Data entries
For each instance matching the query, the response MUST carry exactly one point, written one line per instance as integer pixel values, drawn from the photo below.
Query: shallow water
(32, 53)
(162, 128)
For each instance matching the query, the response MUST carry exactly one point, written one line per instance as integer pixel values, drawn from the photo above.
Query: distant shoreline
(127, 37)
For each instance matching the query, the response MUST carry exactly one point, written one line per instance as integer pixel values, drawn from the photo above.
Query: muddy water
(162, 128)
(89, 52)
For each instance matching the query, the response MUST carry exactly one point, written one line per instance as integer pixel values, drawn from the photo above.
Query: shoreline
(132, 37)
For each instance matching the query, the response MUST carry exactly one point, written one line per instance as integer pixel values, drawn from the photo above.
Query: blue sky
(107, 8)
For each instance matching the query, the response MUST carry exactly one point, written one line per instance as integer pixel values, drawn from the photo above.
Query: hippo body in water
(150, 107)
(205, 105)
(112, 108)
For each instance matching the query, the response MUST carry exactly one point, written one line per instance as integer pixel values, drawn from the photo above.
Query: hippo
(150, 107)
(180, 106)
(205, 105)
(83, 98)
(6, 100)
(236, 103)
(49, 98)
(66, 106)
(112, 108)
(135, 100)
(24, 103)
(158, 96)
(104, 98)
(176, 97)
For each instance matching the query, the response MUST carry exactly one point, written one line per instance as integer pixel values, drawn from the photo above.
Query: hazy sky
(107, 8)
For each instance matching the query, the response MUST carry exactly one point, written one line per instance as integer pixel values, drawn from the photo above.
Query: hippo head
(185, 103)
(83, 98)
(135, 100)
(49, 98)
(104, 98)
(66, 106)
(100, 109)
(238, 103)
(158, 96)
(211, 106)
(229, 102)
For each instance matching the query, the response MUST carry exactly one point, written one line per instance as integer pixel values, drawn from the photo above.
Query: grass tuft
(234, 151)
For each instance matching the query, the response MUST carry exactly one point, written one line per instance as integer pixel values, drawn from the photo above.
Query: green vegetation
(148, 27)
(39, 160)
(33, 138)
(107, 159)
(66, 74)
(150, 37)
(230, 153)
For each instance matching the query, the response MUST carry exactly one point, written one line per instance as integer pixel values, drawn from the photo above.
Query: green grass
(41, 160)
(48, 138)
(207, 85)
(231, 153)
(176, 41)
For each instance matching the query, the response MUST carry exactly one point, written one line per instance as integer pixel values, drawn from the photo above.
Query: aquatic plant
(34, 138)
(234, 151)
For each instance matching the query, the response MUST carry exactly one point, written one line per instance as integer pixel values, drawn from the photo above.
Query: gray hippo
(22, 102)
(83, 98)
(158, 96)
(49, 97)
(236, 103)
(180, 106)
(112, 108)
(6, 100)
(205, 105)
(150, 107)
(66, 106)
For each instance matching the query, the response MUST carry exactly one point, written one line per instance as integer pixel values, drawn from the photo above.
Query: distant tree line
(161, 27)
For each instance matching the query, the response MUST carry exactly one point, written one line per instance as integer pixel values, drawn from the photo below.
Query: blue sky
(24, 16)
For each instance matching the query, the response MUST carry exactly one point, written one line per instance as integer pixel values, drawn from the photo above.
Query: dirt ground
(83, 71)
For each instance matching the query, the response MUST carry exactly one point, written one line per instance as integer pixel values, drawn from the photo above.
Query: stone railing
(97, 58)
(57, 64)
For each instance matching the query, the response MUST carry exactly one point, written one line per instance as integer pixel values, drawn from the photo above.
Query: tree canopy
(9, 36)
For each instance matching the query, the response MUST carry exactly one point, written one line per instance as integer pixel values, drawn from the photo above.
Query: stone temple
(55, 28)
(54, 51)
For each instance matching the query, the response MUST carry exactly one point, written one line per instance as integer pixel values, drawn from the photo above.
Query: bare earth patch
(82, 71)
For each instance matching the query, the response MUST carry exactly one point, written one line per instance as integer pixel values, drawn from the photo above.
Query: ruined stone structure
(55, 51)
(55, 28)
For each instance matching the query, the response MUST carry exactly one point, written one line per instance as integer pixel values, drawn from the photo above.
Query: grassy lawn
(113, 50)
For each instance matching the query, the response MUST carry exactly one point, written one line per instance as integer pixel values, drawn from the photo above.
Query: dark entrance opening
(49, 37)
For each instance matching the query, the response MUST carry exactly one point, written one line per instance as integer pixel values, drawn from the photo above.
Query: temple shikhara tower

--

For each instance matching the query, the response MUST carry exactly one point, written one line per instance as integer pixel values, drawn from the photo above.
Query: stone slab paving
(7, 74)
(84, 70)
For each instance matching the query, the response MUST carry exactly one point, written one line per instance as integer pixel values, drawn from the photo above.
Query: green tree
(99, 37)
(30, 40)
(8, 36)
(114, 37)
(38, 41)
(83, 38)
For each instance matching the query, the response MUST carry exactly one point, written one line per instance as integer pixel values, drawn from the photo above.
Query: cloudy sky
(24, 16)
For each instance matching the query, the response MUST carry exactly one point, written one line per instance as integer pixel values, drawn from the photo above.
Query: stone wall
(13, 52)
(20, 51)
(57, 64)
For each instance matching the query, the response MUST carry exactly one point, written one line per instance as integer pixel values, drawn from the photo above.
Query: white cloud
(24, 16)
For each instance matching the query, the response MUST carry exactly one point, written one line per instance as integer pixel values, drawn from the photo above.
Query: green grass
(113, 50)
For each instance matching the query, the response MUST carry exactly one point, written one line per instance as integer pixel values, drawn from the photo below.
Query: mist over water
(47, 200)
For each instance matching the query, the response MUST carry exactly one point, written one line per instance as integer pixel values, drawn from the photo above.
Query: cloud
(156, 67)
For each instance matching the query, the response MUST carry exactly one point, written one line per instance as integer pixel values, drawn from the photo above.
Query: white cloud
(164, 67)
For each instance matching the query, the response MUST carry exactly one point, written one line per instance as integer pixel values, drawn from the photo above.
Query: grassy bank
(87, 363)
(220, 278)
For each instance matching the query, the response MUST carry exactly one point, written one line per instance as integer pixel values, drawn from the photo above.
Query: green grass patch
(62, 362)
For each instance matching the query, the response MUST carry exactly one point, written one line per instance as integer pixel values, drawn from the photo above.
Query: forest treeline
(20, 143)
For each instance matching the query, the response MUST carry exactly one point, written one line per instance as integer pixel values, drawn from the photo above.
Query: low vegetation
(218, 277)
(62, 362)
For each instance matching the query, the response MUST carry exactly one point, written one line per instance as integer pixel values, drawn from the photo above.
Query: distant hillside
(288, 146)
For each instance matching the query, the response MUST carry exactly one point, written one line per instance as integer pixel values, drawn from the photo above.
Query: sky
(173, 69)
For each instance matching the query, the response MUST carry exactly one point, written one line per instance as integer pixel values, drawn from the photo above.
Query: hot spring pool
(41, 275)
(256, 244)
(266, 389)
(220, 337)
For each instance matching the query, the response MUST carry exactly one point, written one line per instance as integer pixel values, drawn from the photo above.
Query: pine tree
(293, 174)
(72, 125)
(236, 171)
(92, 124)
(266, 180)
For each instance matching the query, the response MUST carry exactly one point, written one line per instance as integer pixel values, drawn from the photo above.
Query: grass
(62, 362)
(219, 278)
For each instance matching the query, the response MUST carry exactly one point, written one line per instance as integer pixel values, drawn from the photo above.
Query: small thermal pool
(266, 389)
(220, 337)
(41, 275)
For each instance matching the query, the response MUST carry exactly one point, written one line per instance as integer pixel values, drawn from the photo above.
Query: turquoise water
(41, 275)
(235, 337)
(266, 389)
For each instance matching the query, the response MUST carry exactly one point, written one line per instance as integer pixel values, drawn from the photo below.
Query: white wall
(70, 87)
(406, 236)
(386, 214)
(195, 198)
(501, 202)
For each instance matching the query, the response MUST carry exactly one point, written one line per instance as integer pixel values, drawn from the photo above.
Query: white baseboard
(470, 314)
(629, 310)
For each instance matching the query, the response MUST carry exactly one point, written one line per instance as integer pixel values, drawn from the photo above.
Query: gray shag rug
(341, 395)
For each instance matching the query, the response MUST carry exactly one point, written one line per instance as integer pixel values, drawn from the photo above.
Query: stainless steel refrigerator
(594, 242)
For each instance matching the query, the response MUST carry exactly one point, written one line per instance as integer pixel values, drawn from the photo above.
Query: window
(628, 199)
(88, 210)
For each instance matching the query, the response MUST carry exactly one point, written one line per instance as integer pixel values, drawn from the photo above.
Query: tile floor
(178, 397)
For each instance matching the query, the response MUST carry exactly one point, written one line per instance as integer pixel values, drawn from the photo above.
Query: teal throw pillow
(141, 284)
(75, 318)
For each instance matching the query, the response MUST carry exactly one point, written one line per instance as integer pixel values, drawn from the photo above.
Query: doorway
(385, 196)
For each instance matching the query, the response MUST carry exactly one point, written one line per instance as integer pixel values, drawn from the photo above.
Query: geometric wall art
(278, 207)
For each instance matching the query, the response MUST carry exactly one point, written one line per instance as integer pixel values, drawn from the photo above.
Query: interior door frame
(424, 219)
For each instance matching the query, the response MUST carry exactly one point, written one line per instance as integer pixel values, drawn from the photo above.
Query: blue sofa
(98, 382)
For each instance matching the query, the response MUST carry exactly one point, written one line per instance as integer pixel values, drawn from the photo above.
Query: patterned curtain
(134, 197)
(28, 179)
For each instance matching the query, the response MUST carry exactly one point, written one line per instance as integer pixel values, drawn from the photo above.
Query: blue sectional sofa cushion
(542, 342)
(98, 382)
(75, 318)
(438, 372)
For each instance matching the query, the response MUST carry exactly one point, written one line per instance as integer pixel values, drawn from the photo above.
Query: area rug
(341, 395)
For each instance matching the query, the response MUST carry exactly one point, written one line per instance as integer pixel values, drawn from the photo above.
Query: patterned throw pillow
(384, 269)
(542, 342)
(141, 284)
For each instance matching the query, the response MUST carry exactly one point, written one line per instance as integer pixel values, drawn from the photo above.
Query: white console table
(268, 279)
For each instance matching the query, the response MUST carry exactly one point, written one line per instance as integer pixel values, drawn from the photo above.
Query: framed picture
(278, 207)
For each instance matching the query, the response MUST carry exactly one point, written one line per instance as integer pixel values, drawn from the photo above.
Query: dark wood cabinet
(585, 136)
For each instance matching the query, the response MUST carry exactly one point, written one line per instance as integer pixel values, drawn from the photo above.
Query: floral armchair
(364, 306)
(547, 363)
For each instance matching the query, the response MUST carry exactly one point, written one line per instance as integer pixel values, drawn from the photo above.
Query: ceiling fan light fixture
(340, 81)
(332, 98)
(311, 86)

» **Activity**: Look through the entries above and quote exactly the lines from the line with "Query: tree canopy" to the line with "Query: temple shikhara tower", counting both of those lines.

» **Solution to this task**:
Query: tree canopy
(9, 36)
For each instance matching the query, the response MUST carry exactly one point, written one line per instance as integer pixel values, drawn from the photo above.
Query: stone temple
(55, 28)
(54, 51)
For each instance matching the query, the response MUST carry exactly one point, written one line per instance as integer pixel values, drawn from the photo above.
Query: bare earth patch
(82, 71)
For each instance matching the query, the response MUST carry exactly one point, written one line per instance as integer pixel values, drawn from the photo above.
Query: ruined stone structure
(55, 51)
(55, 28)
For each instance matching the query, the response MUST carry exactly one point, written one line per instance as integer pixel values, drawn from the photo above.
Query: grassy lawn
(113, 50)
For each instance matching the query, the response MUST carry exactly one point, written one line per instance as integer pixel values, drawn from the photo above.
Query: dark entrance opening
(49, 37)
For each instance matching the query, the response MUST carry exactly one point, written one line per instance as integer pixel values, drawn from the photo above.
Query: temple shikhara tower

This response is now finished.